▶ GIVEN TASK
Arrange the lines of the entries as a numbered list, beginning with the line that contains "bookshelf with a point." and ending with the final line of the entries, both included. Omit any blank lines.

-- Start of GIVEN RECORDS --

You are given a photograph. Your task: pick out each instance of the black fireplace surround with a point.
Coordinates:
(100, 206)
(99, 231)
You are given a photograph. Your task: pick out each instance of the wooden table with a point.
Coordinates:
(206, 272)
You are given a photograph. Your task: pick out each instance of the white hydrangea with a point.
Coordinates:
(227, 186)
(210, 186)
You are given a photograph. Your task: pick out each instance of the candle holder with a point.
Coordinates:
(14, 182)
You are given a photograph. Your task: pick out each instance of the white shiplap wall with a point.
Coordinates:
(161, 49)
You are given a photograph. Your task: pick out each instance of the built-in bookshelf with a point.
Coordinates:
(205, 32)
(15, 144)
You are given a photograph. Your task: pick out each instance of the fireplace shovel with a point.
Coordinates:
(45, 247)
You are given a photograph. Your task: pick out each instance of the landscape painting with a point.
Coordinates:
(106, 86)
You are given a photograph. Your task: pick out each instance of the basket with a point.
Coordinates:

-- End of GIVEN RECORDS --

▶ EXPECTED OUTPUT
1. You are given a photograph. Your task: pick out each instance of the built-in bookshelf with a point.
2. Coordinates:
3. (205, 32)
4. (15, 144)
5. You are given a photograph. Your task: pick out each instance of the fireplace shovel with a point.
6. Coordinates:
7. (45, 247)
8. You are given a photograph. Your task: pick out each instance of the landscape painting with a point.
9. Coordinates:
10. (106, 86)
11. You are given a photograph. Your task: pick out each instance of the basket with a point.
12. Coordinates:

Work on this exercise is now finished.